--- START ---

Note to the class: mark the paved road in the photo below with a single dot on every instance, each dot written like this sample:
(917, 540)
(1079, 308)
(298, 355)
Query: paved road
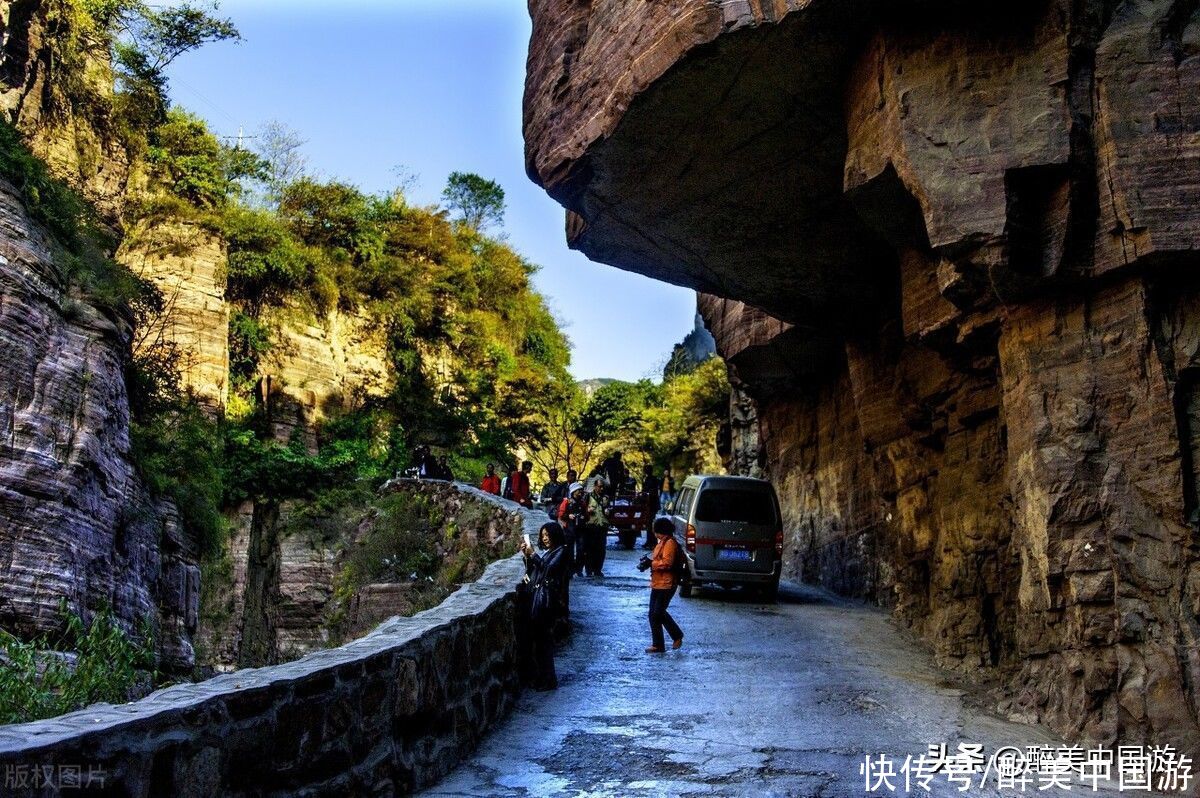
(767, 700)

--- END ---

WHAT NEEDS TO BE DONE -
Copy the material above word for word, images excluded.

COMPLETED TASK -
Note to the class: mark the paved road in the photo below with a single dot on every instance, each dot written like this sample:
(917, 540)
(1079, 308)
(298, 355)
Query: paved road
(767, 700)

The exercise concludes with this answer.